Exercise
Before copying, set the pictures aside; then repeat every line below verbatim.

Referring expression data
════════════════════

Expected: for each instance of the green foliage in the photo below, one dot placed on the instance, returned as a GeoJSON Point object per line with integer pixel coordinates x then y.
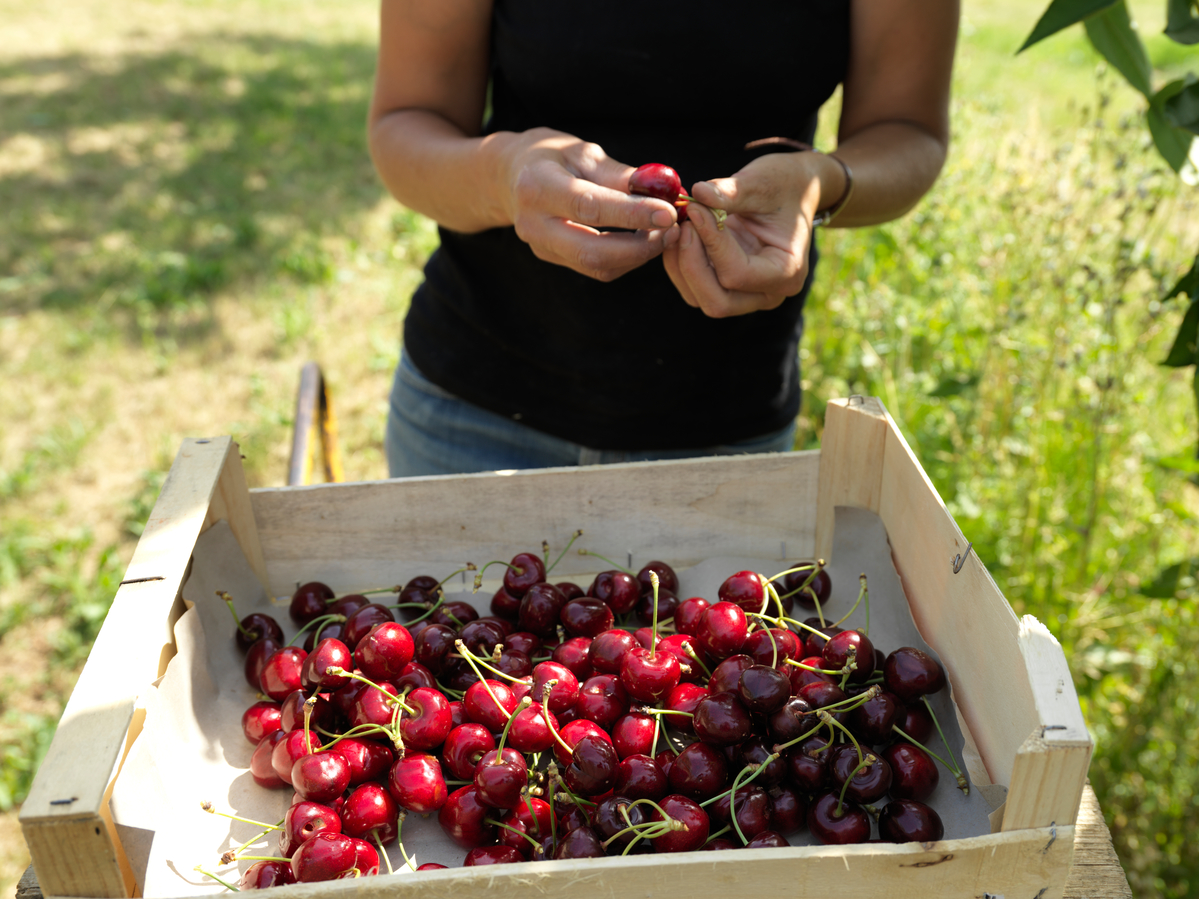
{"type": "Point", "coordinates": [1013, 335]}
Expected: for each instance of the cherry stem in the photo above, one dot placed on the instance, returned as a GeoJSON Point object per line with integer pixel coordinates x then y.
{"type": "Point", "coordinates": [525, 701]}
{"type": "Point", "coordinates": [470, 661]}
{"type": "Point", "coordinates": [337, 671]}
{"type": "Point", "coordinates": [604, 559]}
{"type": "Point", "coordinates": [462, 649]}
{"type": "Point", "coordinates": [562, 554]}
{"type": "Point", "coordinates": [862, 764]}
{"type": "Point", "coordinates": [226, 884]}
{"type": "Point", "coordinates": [654, 627]}
{"type": "Point", "coordinates": [383, 851]}
{"type": "Point", "coordinates": [399, 838]}
{"type": "Point", "coordinates": [228, 602]}
{"type": "Point", "coordinates": [479, 577]}
{"type": "Point", "coordinates": [208, 807]}
{"type": "Point", "coordinates": [317, 623]}
{"type": "Point", "coordinates": [861, 592]}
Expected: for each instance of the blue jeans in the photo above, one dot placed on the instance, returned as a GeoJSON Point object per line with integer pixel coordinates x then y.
{"type": "Point", "coordinates": [433, 432]}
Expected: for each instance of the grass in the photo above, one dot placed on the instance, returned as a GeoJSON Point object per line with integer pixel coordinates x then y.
{"type": "Point", "coordinates": [191, 215]}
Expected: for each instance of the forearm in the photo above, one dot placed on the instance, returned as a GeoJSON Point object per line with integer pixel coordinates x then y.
{"type": "Point", "coordinates": [893, 163]}
{"type": "Point", "coordinates": [432, 167]}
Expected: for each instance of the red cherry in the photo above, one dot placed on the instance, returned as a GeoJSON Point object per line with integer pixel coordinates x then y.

════════════════════

Result below
Expected: for each instance of the green foliage in the photo below, one dot placed on the instance, returned as a GeoJSON Point object per line with integer pixel coordinates x then y.
{"type": "Point", "coordinates": [1013, 335]}
Expected: for each instance of the cherry stem in the photo above, one dot placed on the instance, returned as a GeoJSON Point object per line with integer pixel coordinates x then y.
{"type": "Point", "coordinates": [525, 701]}
{"type": "Point", "coordinates": [470, 661]}
{"type": "Point", "coordinates": [337, 671]}
{"type": "Point", "coordinates": [604, 559]}
{"type": "Point", "coordinates": [462, 649]}
{"type": "Point", "coordinates": [562, 554]}
{"type": "Point", "coordinates": [862, 764]}
{"type": "Point", "coordinates": [226, 884]}
{"type": "Point", "coordinates": [654, 627]}
{"type": "Point", "coordinates": [383, 851]}
{"type": "Point", "coordinates": [399, 838]}
{"type": "Point", "coordinates": [228, 602]}
{"type": "Point", "coordinates": [479, 577]}
{"type": "Point", "coordinates": [208, 807]}
{"type": "Point", "coordinates": [317, 623]}
{"type": "Point", "coordinates": [861, 592]}
Expected: for each instance of the blue jeans in the photo above, one dot placed on the instance, returned as a GeoJSON Point object per line with integer pixel coordinates x then y.
{"type": "Point", "coordinates": [433, 432]}
Expected: for each instance of the grass in the photo above, one dot placed on the instance, returned as a GeoJSON Point object per line with integer pixel coordinates x then y.
{"type": "Point", "coordinates": [191, 215]}
Expected: for each instance of the forearm in the photo above, one dot placed on the instance, returned as a GeoJSON Point object per line with integer pixel coordinates x then y.
{"type": "Point", "coordinates": [893, 163]}
{"type": "Point", "coordinates": [432, 167]}
Expected: for each instance of the red cherry in the photo above, one dot placed on the instance, returned as a GeoJSON Point object per line with integer pixel coordinates x then y.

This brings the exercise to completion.